Your instructions – Verbatim copy without images: repeat the records in full.

▼

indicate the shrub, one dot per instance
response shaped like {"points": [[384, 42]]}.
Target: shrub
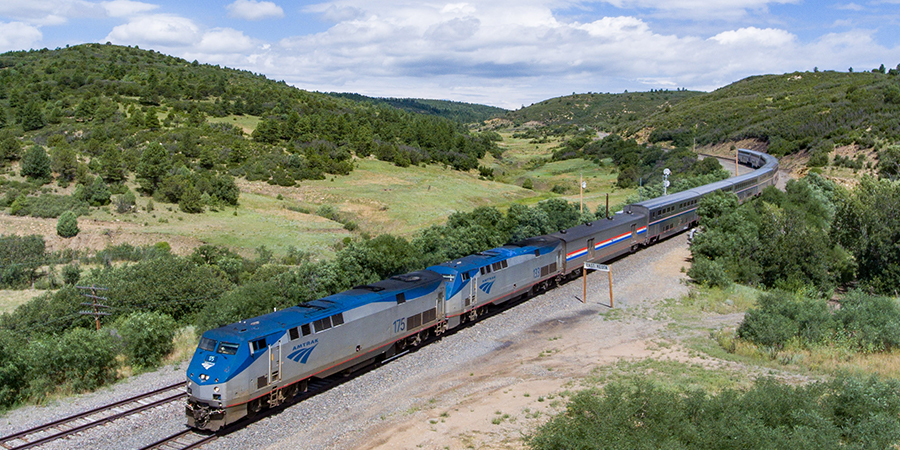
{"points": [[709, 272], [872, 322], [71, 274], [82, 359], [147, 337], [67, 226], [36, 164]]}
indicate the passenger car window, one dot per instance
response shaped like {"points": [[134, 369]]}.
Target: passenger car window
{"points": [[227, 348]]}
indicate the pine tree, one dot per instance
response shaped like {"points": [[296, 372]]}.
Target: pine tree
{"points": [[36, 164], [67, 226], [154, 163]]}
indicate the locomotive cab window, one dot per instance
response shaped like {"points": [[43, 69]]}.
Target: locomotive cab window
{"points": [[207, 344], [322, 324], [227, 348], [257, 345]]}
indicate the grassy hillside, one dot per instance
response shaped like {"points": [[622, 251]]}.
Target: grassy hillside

▲

Written reply –
indicate the shrub, one dot per instance
response shaped like {"points": [[384, 42]]}.
Target: shrub
{"points": [[709, 272], [872, 322], [71, 274], [82, 359], [147, 337], [67, 226], [36, 164]]}
indicate the passenger car window, one dot per instance
response shaped like {"points": [[134, 369]]}.
Target: passenger car window
{"points": [[227, 348]]}
indicate the pine tree, one dot per instance
response shaped like {"points": [[296, 372]]}.
Target: pine tree
{"points": [[36, 164], [67, 226], [154, 163]]}
indicate the locomotive cab window, one dot per instance
response shaped like {"points": [[43, 69]]}.
Target: locomotive cab window
{"points": [[207, 344], [322, 324], [227, 348], [257, 345]]}
indicate the grassy hillside, one dot per instance
response shaped like {"points": [[622, 251]]}.
Target: grassy hillside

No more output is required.